§ 提示された文章:
■ ■ ■ ■ ■ ■ ■
同様に、関数でも近似をしたくなるときがあります。例えば、 f(x) は x の関数であり、 x=a の時の f(x) の値(つまり f(a) )がわかっているとします。この時、「 f(a+0.01) を求めよ」と言われたらどう思いますか?
f(x)にa+0.01 を代入して……という考え方もありますが、多くの人はこの作業を面倒くさがると思います。もちろん数学的に厳密に考えなくてはならない場合は、きちんと計算する必要がありますが、「大体でいいよ~」と言われたら「ほぼ f(a) だよ!」と答えたくなりますよね。これを数学的には、「 f(x) の点 a まわりにおける 0 次近似」と言います。「点 a まわり」とは「 x≒a 」という意味です。
0 次近似では f(x)=f(a) という近似をしました。ですが、近似の精度としてはかなり微妙なのがわかりますか?ざっくりしすぎていて、多くの情報を削ってしまっています。そこで、両辺を x で一階微分をしたときの値も一緒になるように、式をいじってみましょう。こうすれば、グラフの傾きも点 a のまわりでは一致するはずです。
式としては、 f(x)=f(a)+f'(a)(x-a) という形になります。
両辺を微分してみると
f'(x)={f(a)+f'(a)(x-a)}'
f'(x)={f(a)+f'(a)*x-f(a)*a}'
f'(x)=f'(a)+{f'(a)*x}'-{f(a)*a}'
f'(x)=0+f'(a)-0
f'(x)=f'(a)
点 a まわりでは確かにこの近似が成り立つことがわかります。
一階微分まで考慮した、
f(x)=f(a)+f'(a)(x-a)
という近似を 1 次近似と言います。
さらに正確性を求めていくと、 2 次近似、 3 次近似…と続いていき、無限次近似まですれば、完全に f(x) を多項式の和で表すことができます。これを「テイラー展開」といい、特に原点まわりでのテイラー展開を「マクローリン展開」と言いますが、本記事では深く取り扱うことはしません。大学数学ですので、気になる方は自分で調べてください。
しかし、無限次近似までしないと正確に f(x) の値を表せないにもかかわらず、多くの場合では 1 次近似までで打ち切ってしまいます。なぜでしょうか?参考までに、 2 次近似、 3 次近似は下のようになります。
2 次近似
f(x)=f(a)+f'(a)(x-a)+1/2*f''(a)(x-a)^2
3 次近似
f(x)=f(a)+f'(a)(x-a)+1/(2!)*f''(a)(x-a)^2+1/(3!)*f'''(a)(x-a)^3
さて、それでは 1 次近似までで十分な理由を説明しましょう。注目すべきは (x-a) という部分です。前提として、この近似は x≒a の時に成り立つ近似でしたね。
■ ■ ■ ■ ■ ■ ■
§ 位置特定の項目:

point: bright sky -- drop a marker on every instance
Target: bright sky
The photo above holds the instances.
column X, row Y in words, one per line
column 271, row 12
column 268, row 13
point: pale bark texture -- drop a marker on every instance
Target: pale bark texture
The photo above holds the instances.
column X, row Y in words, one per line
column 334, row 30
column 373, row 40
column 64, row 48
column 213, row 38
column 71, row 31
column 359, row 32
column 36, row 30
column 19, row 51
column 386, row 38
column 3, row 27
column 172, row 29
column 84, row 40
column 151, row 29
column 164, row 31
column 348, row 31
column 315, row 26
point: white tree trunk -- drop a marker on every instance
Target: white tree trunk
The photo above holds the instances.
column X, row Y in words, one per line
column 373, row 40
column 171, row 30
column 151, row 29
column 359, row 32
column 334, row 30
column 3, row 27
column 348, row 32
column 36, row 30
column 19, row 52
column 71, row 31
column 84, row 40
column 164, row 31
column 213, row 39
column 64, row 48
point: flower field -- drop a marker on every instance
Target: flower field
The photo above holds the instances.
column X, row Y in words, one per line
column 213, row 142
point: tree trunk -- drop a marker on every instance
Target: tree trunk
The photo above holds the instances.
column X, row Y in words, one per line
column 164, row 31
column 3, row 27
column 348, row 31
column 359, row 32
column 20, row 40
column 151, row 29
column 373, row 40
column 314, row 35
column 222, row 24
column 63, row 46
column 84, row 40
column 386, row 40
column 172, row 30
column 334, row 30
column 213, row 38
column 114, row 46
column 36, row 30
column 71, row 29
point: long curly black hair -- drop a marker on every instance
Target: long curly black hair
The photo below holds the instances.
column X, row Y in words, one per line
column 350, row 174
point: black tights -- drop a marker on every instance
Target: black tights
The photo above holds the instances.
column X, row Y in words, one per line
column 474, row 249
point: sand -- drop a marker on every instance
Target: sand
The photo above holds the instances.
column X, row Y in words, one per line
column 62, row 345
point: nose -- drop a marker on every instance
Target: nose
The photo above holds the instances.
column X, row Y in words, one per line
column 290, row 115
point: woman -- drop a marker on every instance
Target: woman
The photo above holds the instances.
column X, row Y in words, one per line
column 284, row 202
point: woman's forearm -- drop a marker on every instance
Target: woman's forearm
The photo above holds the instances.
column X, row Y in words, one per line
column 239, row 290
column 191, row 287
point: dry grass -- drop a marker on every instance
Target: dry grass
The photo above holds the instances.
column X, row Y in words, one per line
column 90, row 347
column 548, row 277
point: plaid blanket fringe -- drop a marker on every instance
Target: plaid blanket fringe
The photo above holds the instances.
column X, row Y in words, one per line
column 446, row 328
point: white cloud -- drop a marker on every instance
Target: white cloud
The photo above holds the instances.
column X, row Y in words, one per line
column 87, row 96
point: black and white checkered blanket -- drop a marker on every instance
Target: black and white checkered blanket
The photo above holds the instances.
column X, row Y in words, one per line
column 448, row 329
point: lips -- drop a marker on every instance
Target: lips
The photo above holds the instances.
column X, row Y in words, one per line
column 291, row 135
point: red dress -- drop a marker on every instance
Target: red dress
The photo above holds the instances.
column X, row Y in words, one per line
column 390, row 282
■ ■ ■ ■ ■ ■ ■
§ 課題の指示:
1: 関数の近似の文章のうち、「一階微分まで考慮した、」を含む語句から始めて「という部分です。前提として、この近似は x≒a の時に成り立つ近似でしたね。」で止め、その部分をそのまま書き写してください。
2: 関数の近似の文章を、示されている最後の文の次から書き継いでください。
記録は関数の近似の文章とは別の資料です。

§ 課題の解答:
1:
一階微分まで考慮した、
f(x)=f(a)+f'(a)(x-a)
という近似を 1 次近似と言います。
さらに正確性を求めていくと、 2 次近似、 3 次近似…と続いていき、無限次近似まですれば、完全に f(x) を多項式の和で表すことができます。これを「テイラー展開」といい、特に原点まわりでのテイラー展開を「マクローリン展開」と言いますが、本記事では深く取り扱うことはしません。大学数学ですので、気になる方は自分で調べてください。
しかし、無限次近似までしないと正確に f(x) の値を表せないにもかかわらず、多くの場合では 1 次近似までで打ち切ってしまいます。なぜでしょうか?参考までに、 2 次近似、 3 次近似は下のようになります。
2 次近似
f(x)=f(a)+f'(a)(x-a)+1/2*f''(a)(x-a)^2
3 次近似
f(x)=f(a)+f'(a)(x-a)+1/(2!)*f''(a)(x-a)^2+1/(3!)*f'''(a)(x-a)^3
さて、それでは 1 次近似までで十分な理由を説明しましょう。注目すべきは (x-a) という部分です。前提として、この近似は x≒a の時に成り立つ近似でしたね。

2:
ということはすなわち、
x-a≒0
が成り立つということです。
2 次近似以降の式では、 (x-a)^2 倍、 (x-a)^3 倍された項が追加されていますが、 上記より (x-a)^2 や (x-a)^3 は (x-a) 以上に 0 に近いと言えます。つまり、 1 次近似以降の近似は、どれだけ細かくやったとしても、ほとんど値に変化がないわけです。よって簡単のために、 1 次近似で済まされることが多いのです。
ざっとまとめます。
x の関数 f(x) を点 a まわりで近似した式は
f(x)=f(a)+f'(a)(x-a)
である。
5.オイラー法の気持ち
長々と説明してきましたが、ようやくオイラー法の説明となります。
f(a) の値が与えられるとき、 f(b) の値を求めることを考えてみましょう。
まず、これまでの前提として、 f(a) がわかっているとき、 x≒a のときの f(x) の値を近似することができます。
つまり、刻み幅を h(h≒0) としたとき、 f(a) の値がわかっていれば、 f(a+h) の値を求めることができます。そして、今求めた f(a+h) を使えば、 f(a+2*h) がわかり、そこから f(a+3*h) がわかり………をちまちま続けていけば f(b) の値が求められる!!!、というのがオイラー法の考え方です。
式を使ってもう一回言います。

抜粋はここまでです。